● Task goal
Can you copy every one of the lines below, word for word?

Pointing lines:

★ ★ ★ ★

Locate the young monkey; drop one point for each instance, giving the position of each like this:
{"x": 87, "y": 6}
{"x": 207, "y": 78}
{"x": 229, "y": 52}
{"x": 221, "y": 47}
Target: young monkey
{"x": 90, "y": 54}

★ ★ ★ ★

● Task response
Locate the young monkey; drop one point for each instance, giving the position of each like this:
{"x": 87, "y": 6}
{"x": 207, "y": 78}
{"x": 229, "y": 52}
{"x": 221, "y": 47}
Target: young monkey
{"x": 90, "y": 54}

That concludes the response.